WHAT YOU HAVE TO DO>
Do these statements agree with the passage on the combustion chamber and thrust nozzle? (a) The metallic layer may be applied by electroplating. (b) In the other form of the construction, the capillary tubes touch one another along the whole length of the thrust nozzle. (c) The design is meant to weigh more than the known designs. Answer yes or no for each and quote the deciding words.

The invention is therefore based on the task of developing the
combustion chamber and/or thrust nozzle which is inexpensive to
manufacture, and is characterized by greater static and dynamic
strength against the forces arising from the internal pressure of
the combustion chamber due to the occurring temperature differences
in manufacture or operation, and which is lighter in weight than
the known designs. According to the invention, it is solved by
arranging the capillary tubes around the longitudinally extending
combustion chamber axis and/or thrust nozzle axis with spacings
therebetween being uniformly maintained either over the entire
length of the thrust generator, or at least in defined sections
thereof. A metallic layer, particularly a layer which is applied by
electroplating is arranged to positively embrace the tubes either
at their radially outer or radially inner peripheral regions and
also to bridge the gaps therebetween.
In another form of the inventive construction of combustion chamber
or thrust nozzle which is particularly inexpensive and light in
weight the capillary tubes or tubular elements are formed with
constant cross sections over substantially their entire length and
are dimensioned so that the tubes lie next to each other and
without any spacing therebetween only at the narrowest cross
sections of the thrust nozzle. With such an arrangement not only is
the circumference of the diverging part of the thrust nozzle
covered by the capillary tubes and by the parts of the metallic
layer which is applied by electroplating to bridge the spaces
between them but also the circumference of the combustion chamber
and the convergent part of the thrust nozzle with the exception of
the neck portion thereof.

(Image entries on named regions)
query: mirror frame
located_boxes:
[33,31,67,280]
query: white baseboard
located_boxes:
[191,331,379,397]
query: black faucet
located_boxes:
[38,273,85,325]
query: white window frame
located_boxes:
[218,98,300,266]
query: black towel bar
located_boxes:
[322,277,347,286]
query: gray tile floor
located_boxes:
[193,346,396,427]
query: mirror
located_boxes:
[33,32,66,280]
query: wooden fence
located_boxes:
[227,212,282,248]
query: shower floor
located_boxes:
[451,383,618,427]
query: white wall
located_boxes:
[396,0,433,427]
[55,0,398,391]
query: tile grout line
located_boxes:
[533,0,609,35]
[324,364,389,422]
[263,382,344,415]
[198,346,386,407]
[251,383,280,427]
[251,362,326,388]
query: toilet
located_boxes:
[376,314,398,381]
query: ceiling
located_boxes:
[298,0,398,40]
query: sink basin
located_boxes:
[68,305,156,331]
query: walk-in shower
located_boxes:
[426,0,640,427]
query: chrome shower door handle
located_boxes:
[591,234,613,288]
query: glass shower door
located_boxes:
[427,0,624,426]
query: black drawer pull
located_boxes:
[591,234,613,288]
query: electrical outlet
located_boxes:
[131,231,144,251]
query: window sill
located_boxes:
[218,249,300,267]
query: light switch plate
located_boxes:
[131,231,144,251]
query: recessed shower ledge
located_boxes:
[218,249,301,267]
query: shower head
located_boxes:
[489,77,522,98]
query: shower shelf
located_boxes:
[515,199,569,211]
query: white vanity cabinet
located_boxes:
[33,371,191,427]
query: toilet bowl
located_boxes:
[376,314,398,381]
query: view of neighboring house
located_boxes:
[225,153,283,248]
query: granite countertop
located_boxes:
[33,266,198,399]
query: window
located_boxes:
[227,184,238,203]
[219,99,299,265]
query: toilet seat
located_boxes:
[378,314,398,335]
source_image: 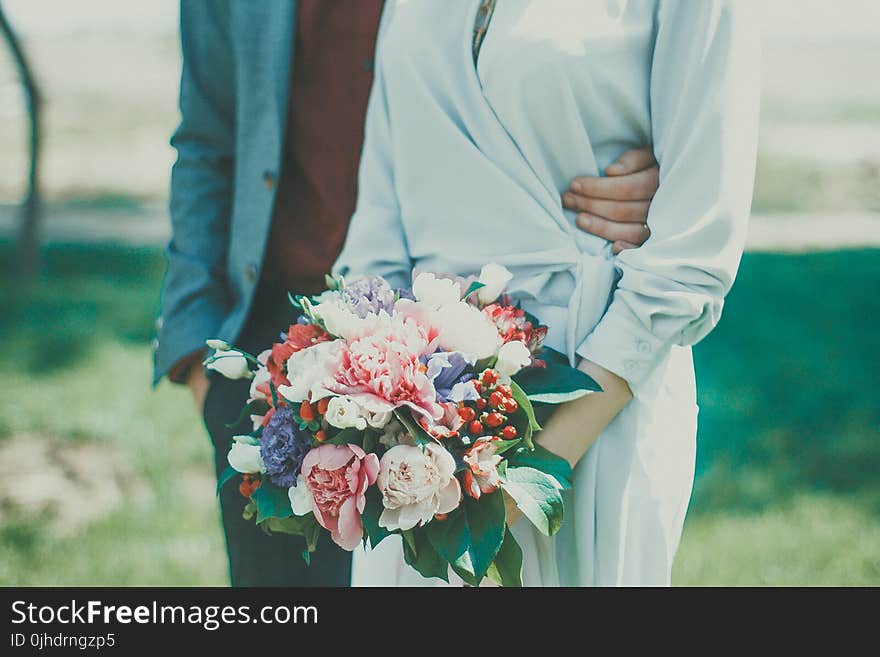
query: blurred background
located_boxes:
[0,0,880,586]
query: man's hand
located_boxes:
[186,363,209,412]
[562,146,660,255]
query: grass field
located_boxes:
[0,244,880,585]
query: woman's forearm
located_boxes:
[504,360,632,525]
[536,360,632,468]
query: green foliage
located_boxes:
[402,528,449,582]
[217,465,238,495]
[251,478,293,523]
[502,466,562,536]
[515,347,602,404]
[424,491,506,582]
[394,408,437,447]
[507,443,571,489]
[486,527,522,587]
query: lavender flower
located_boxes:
[342,276,394,319]
[419,351,474,402]
[260,406,311,488]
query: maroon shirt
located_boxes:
[263,0,382,293]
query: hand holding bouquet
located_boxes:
[205,264,600,586]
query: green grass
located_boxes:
[0,244,880,585]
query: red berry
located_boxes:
[501,397,519,415]
[486,413,504,429]
[481,370,498,386]
[458,406,477,422]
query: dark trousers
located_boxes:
[204,286,351,586]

TASK SOLUTION>
(a) Yes: "particularly a layer which is applied by electroplating"
(b) No: "the tubes lie next to each other and without any spacing therebetween only at the narrowest cross sections of the thrust nozzle"
(c) No: "which is lighter in weight than the known designs"